(Stored items)
┌──

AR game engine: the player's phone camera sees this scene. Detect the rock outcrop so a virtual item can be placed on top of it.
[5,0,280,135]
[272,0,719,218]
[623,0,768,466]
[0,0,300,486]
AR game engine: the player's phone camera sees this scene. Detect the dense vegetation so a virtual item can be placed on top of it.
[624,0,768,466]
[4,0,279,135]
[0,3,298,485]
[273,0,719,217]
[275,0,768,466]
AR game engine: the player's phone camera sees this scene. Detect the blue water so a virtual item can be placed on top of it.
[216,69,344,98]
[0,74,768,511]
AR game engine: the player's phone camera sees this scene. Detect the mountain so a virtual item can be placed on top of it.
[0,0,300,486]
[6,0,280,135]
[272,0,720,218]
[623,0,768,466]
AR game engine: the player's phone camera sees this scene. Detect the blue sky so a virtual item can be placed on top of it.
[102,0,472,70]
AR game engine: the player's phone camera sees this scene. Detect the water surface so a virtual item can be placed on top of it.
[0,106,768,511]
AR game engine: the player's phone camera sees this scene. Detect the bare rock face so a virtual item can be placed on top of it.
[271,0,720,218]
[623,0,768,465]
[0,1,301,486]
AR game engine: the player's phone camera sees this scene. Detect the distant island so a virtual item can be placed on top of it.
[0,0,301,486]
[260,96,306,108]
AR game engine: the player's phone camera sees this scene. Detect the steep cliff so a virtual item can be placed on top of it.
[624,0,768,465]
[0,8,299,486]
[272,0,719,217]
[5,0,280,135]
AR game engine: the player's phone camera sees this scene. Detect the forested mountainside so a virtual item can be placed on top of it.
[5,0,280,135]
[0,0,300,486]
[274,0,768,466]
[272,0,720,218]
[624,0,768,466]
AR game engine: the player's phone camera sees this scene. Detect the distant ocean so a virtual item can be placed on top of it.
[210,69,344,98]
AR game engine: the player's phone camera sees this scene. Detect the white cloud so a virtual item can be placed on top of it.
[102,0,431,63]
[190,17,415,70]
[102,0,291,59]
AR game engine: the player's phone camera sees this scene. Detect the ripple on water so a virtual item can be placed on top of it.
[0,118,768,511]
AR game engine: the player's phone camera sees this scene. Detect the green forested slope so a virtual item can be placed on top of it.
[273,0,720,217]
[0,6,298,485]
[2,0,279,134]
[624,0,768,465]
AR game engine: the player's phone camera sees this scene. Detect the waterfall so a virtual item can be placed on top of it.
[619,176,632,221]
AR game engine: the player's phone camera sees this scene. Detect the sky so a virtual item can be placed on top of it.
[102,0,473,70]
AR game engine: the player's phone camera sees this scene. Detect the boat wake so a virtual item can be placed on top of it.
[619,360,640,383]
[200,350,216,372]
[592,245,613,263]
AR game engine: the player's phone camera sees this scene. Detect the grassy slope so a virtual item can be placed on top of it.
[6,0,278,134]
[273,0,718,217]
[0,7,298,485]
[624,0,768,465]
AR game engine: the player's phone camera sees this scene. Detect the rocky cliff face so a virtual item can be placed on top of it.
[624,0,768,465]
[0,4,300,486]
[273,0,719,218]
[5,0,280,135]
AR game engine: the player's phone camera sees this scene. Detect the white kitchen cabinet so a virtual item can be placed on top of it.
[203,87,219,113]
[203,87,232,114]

└──

**Job**
Arrange every one of the records above into a numbered list and leave out any blank lines.

**Output**
1. AR game engine: the player's phone camera sees this scene. Detect the rock outcrop so a virtual item can be placed on top of it.
2. [5,0,280,135]
3. [272,0,719,218]
4. [623,0,768,466]
5. [0,0,300,486]
6. AR game engine: the player's phone camera sees this scene. Detect the dense vegetation so a virtual item can be placed on top of it.
7. [624,0,768,466]
8. [4,0,279,135]
9. [0,3,298,485]
10. [273,0,719,217]
11. [275,0,768,466]
12. AR game engine: the player's phone camera sees this scene. Detect the blue water so a virtual item can be placed on top of it.
13. [216,69,344,98]
14. [0,74,768,511]
15. AR game engine: the player's phone camera sees this scene. Detect the mountain so a virtual item can be placed on top of it.
16. [0,0,300,486]
17. [6,0,280,135]
18. [272,0,720,218]
19. [623,0,768,466]
20. AR game engine: the player's phone camera sees this scene. Detect the blue sky so a virtual item can be placed on top of it.
21. [102,0,472,70]
22. AR game engine: the player's phone camera sees this scene. Detect the water surface so a virtual item can be placed on top of it.
23. [0,106,768,511]
24. AR game engine: the player's phone camera sees this scene. Detect the bare rock face so a virtual item can be placed on top of it.
25. [271,0,720,218]
26. [623,0,768,465]
27. [0,1,301,486]
28. AR game engine: the player's phone camera sees this scene. Detect the distant island so a virtual item can be placed on top of it.
29. [0,0,301,486]
30. [260,96,306,108]
31. AR game engine: the player's phone camera sees this scene. Detect the steep cliff so a virtual item can be placed on top of it.
32. [624,0,768,465]
33. [0,8,299,486]
34. [272,0,719,217]
35. [5,0,280,135]
36. AR game engine: the player's phone camera sees this scene. Detect the forested mountainside so a virtual item can be placed on top of it.
37. [5,0,280,135]
38. [0,0,300,486]
39. [274,0,768,466]
40. [272,0,720,218]
41. [624,0,768,466]
42. AR game engine: the player's phone camera sees this scene. Detect the distant ocean so a virtual item can be placed on top of it.
43. [210,69,344,98]
44. AR game engine: the player's phone camera sees this scene. Detect the white cloud so a virtual item can be placed on top of it.
45. [102,0,431,63]
46. [190,17,415,70]
47. [102,0,291,59]
48. AR game engine: the player's phone camera sees this scene. Detect the ripple on water so a virtual item can be placed on top of it.
49. [0,118,768,511]
50. AR game engine: the player's phone camera sees this scene. Detect the green forested slope so a virtual item can be placed on top of it.
51. [273,0,720,217]
52. [0,6,298,485]
53. [2,0,279,134]
54. [624,0,768,465]
55. AR game engine: the player's phone camera sees this scene. Detect the waterfall so a virtual item can be placed on top of it.
56. [619,176,632,221]
57. AR game engine: the player's phone camera sees this scene. Detect the sky so a virtual item can be placed on top of it.
58. [102,0,473,70]
59. AR game engine: the player's phone camera sees this scene. Detect the boat wake so a virtual item can be placed on top of it.
60. [619,360,640,383]
61. [200,350,216,372]
62. [592,245,613,263]
63. AR game engine: the player's phone camera sees this scene. Detect the grassy slope so a virtual item can be placed on top of it.
64. [6,0,278,134]
65. [273,0,718,217]
66. [0,7,298,485]
67. [624,0,768,465]
68. AR game engine: the player's phone camera sees this scene. Detect the rocky cliff face so a virtual item can be placed on top of it.
69. [624,0,768,465]
70. [0,4,300,486]
71. [273,0,719,218]
72. [5,0,280,135]
73. AR game engine: the player's phone camera sees this scene. Detect the white kitchen cabinet so a virtual item can be placed on top of it.
74. [203,87,219,113]
75. [203,87,232,114]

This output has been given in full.